読む文章:
==========

幼少期に、放火、過度の動物虐待、夜尿症がみられる。
脳の一部に何らかの障害があるが、大部分は、IQが高い。
警察などの権威に憧れを持つが、警官になれずに警備員や兵士になる。
犯行は冷静で手が込んでいるが、逮捕後、精神障害を主張する。
世界人口の5%のアメリカが連続殺人の75%を占める。アメリカという社会の何が問題なのか?
18世紀の法学者ベッカリアによって犯罪学古典理論が確立された後、様々な学者達が犯罪行動に焦点を当てた。自由意志、絶対的決定論、遺伝論、貧困といった原因が指摘されそれぞれの時代に脚光を浴び、廃れていったものも多い。
19世紀イタリアの医者、ロンブローゾは、数千人に及ぶ兵士、精神病患者、受刑者等の人体測定や死後解剖を行い、犯罪者は身体的特徴と精神的特性において正常人と区別された特殊な人間であり、隔世遺伝・先祖帰りによって原始人として生まれるため現代文明社会のルールや期待に不可避的に対立せざるを得ないとした(「犯罪人」1876)。しかしそうした異常性は存在しないとするゴーリングなどの批判で生来性犯罪人説は過去のものとなった。

==========

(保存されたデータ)
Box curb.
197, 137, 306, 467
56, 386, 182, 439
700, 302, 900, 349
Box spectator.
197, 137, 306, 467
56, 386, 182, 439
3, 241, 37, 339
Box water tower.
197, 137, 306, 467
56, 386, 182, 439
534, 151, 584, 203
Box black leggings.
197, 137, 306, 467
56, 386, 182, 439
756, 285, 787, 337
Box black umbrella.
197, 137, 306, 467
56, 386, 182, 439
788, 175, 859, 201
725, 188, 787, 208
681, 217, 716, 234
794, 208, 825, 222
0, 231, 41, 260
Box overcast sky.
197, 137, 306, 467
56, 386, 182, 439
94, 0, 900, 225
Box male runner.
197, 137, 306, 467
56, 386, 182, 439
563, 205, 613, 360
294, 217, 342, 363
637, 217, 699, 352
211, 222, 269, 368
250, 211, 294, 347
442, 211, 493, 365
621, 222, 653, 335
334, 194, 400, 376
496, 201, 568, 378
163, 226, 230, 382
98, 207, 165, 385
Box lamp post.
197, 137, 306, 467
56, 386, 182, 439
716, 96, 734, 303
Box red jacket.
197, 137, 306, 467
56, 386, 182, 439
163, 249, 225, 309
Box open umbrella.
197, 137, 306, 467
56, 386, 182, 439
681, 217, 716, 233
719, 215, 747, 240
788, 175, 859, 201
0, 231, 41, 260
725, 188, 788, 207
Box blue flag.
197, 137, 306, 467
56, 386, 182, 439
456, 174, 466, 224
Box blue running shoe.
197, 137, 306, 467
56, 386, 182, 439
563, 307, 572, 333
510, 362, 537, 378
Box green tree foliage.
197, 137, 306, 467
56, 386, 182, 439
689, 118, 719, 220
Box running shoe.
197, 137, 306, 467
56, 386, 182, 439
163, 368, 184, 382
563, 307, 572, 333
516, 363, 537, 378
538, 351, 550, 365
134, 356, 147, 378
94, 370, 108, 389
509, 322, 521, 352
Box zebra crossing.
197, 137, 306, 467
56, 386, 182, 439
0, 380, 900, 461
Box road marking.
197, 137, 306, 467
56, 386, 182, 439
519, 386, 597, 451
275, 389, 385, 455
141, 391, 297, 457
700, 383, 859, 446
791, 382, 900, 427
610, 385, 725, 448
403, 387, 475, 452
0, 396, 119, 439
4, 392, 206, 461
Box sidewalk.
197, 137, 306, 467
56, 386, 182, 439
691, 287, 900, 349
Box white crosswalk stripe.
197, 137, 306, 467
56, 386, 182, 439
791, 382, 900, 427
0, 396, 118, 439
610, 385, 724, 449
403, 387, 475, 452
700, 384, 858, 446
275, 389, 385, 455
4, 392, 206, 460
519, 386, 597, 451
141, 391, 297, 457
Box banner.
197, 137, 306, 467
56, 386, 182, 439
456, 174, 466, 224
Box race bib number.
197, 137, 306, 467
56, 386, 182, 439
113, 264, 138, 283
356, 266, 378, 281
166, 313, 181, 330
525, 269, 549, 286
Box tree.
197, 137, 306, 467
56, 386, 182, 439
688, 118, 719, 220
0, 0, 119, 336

==========

問題の条件: 犯罪の原因をめぐる文章の続きを、最後の文のあとから書いてください。

この問題の答え:
1930年代シカゴ大学の研究者の間でシカゴ学派といわれる社会環境学的研究法が発達した。そこで主張されたのは、犯罪者は社会的状況によって犯罪を学習するか、犯罪を犯すよう強制されているというものだった。彼らが「精神薄弱」や「無意識」という言葉を使って現実から逃避しようとしなかったことは評価すべき功績であろう。
犯罪者・犯罪人という特別の人間は存在しないとすれば、猟奇的な殺人は犯人を作り出した社会環境こそが問題ということになる。現実に犯罪行為を行った者を経験的・実証的な研究の対象にすることによって、犯罪行為と結びつきやすい要因を探る必要がある。
心理学の専門家によれば、「何より先に暴力に訴えることは、脳の大脳辺縁系か前頭葉に微細な損傷」が原因であることをCTスキャンで確認できるという「ジョエル・ノリス (シリアルキラー)p44」。他にも著者は栄養失調、不安定な家庭環境、亜鉛やカリウム不足によるホルモンバランス、鉛・コバルトなどの環境汚染物質、動物の虐待などが暴力的傾向を助長するとしてしている。
ただ「認識が対象を決定する」という言葉の通り、人間の頭脳は自らの認識によって対象を再構築してしまう。つまり、社会的に悪とされている事象を目の前の現象に当てはめてしまうのだ。母親の売春、虐待、同性愛、アルコール依存症、果ては環境汚染物質や栄養失調に至るまで、原因として挙げられている事柄は、アメリカの社会問題の面と、キリスト教的な悪徳の側面とがある。いわば自らが問題だと思っている現象を、猟奇殺人の原因として勝手に措定しているとはいえないだろうか?
第三世界での子供はさらに不幸な状況にあるにもかかわらず、猟奇殺人犯にはならない。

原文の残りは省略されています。